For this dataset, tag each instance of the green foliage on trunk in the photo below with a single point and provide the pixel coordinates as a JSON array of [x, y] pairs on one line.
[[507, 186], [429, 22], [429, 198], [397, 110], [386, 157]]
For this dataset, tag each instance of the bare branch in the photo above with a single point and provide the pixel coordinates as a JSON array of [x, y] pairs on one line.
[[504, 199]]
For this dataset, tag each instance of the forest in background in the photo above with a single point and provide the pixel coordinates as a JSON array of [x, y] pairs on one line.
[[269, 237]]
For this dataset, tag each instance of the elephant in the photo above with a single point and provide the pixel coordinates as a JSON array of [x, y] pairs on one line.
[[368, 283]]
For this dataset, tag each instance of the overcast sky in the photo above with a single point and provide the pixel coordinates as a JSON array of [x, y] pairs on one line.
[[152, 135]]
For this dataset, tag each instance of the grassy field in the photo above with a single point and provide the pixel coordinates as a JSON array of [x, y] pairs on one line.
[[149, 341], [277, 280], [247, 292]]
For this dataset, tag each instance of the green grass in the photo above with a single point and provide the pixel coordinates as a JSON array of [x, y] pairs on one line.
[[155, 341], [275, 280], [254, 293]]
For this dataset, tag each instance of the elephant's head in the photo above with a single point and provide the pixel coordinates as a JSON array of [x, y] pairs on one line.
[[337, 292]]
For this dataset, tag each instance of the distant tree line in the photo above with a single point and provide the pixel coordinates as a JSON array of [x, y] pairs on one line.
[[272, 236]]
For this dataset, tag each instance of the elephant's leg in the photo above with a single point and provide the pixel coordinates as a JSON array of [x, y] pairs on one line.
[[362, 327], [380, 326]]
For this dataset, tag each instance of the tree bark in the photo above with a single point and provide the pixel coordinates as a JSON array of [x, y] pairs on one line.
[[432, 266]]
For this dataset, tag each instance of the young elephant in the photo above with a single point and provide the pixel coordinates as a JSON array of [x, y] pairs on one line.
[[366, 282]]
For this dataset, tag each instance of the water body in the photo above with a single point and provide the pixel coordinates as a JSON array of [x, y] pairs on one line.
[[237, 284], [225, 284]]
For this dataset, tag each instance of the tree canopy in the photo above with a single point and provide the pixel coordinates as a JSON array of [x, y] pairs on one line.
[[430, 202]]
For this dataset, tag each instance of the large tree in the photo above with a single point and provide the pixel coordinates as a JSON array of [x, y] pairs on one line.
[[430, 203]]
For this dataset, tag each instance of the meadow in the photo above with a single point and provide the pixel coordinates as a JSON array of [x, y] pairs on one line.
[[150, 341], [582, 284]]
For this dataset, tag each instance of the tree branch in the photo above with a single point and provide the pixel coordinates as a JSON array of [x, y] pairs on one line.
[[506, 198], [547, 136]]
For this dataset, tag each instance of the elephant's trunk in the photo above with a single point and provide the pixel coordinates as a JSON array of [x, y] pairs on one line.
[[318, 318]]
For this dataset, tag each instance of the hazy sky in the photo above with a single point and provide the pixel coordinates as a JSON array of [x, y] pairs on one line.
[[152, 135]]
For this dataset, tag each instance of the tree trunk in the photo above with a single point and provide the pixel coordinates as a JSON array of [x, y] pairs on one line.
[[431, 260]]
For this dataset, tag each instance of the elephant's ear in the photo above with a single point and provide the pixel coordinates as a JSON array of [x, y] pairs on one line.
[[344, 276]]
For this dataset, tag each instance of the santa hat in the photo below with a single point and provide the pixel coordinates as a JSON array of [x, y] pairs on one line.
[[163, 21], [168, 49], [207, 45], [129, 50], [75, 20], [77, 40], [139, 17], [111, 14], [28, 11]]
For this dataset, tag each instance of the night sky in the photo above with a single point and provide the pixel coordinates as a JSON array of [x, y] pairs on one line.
· · · ·
■ **Written task**
Extract the full listing above without alteration.

■ **Reply to the task**
For this dataset, tag each instance of the green foliage on trunk in the photo below with a single point and provide the pixel coordinates as a JSON array of [x, y] pairs on one line.
[[507, 186], [429, 22], [429, 198], [397, 110], [386, 157]]
For this dataset, tag each instance of the bare branch in the photo above with a single point and provide the pixel coordinates as a JSON array of [x, y] pairs on one line.
[[504, 199]]
For this dataset, tag each instance of the forest in background in the photo above with a single point and provide the pixel coordinates as a JSON array of [x, y] pairs on one line.
[[269, 237]]
For this dataset, tag each instance of the elephant in the photo above with a single point and provide the pixel coordinates as a JSON array of [x, y] pairs on one line.
[[368, 283]]
For this dataset, tag each instance of the overcast sky in the photo above with a single point and provide the pixel coordinates as a JSON array of [x, y] pairs on one line.
[[152, 135]]
For this dataset, tag each instance of the grassy field in the photo above with a single point and provide the pixel coordinates as a JSON array of [x, y] pairs on one line.
[[149, 341], [277, 280], [247, 292]]
For this dataset, tag each instance of the green grass in the photo above with a single point and provide the pixel coordinates as a JSON array of [x, y] pairs on one line.
[[155, 341], [275, 280], [254, 293]]
For this dataset, tag each instance of the elephant's head in the photo above with a single point and provide the pixel coordinates as a JSON array of [x, y] pairs on one line.
[[337, 292]]
For this dataset, tag each instance of the distant tree line in the photo above with a single point and provide the pixel coordinates as a JSON array of [x, y] pairs on one line.
[[272, 236]]
For this dataset, tag each instance of the elephant's leg in the photo above with a single point and provide the pixel coordinates as a JSON array of [x, y] pairs on one line.
[[362, 327], [380, 326]]
For this dataset, tag each instance of the tree bark in the photo above with a single point and provide the pixel coordinates as a JSON array of [x, y] pairs on one line.
[[432, 266]]
For this dataset, tag each instance of the young elephant in the photo above with a single point and provide the pixel coordinates as a JSON array of [x, y] pairs on one line.
[[366, 282]]
For this dataset, tag each instance of the water body in the photo above with a single point and provide the pixel coordinates as a JSON array of [x, y] pairs on one line.
[[237, 284], [225, 284]]
For this dataset, tag each instance of the tree canopy in the photo above with a single point and provide the pixel coordinates as a JSON array of [x, y] pairs on one line.
[[430, 202]]
For this dataset, tag each instance of the large tree in the photo above with a single point and provide the pixel coordinates as a JSON array of [x, y] pairs on one line.
[[430, 203]]
For this dataset, tag each instance of the meadow in the photo above with a single point and provide the pixel coordinates as a JSON array of [x, y] pairs on one line.
[[150, 341], [582, 284]]
For this dataset, tag each instance of the tree branch in the photo above with a single point and provide the pixel coordinates as a JSON array of [x, y] pairs on one line.
[[506, 198], [547, 136]]
For this dataset, tag each instance of the elephant's trunk in the photo above with a single point and provide the pixel coordinates as a JSON array of [x, y] pairs on one line.
[[318, 318]]
For this dataset, tag each instance of the hazy sky in the photo above with a single point and provide the pixel coordinates as a JSON array of [x, y] pairs on one line.
[[152, 135]]
For this dataset, tag each instance of the tree trunk in the photo above with a single point and provide the pixel coordinates as a JSON array of [x, y] pairs on one line.
[[431, 260]]
For this dataset, tag each instance of the elephant's ear in the photo above with a single point and provide the pixel coordinates as a JSON array of [x, y] pairs on one line.
[[344, 276]]
For this dataset, tag each instance of the santa hat in the photo below with a single point and provide the pixel coordinates as a JSON array of [x, y] pairs on one line.
[[163, 21], [168, 49], [207, 45], [129, 50], [75, 20], [77, 40], [139, 17], [111, 14], [28, 11]]
For this dataset, tag each instance of the night sky in the photo above with a single point and provide the pixel coordinates as a JSON array of [x, y] pairs on one line.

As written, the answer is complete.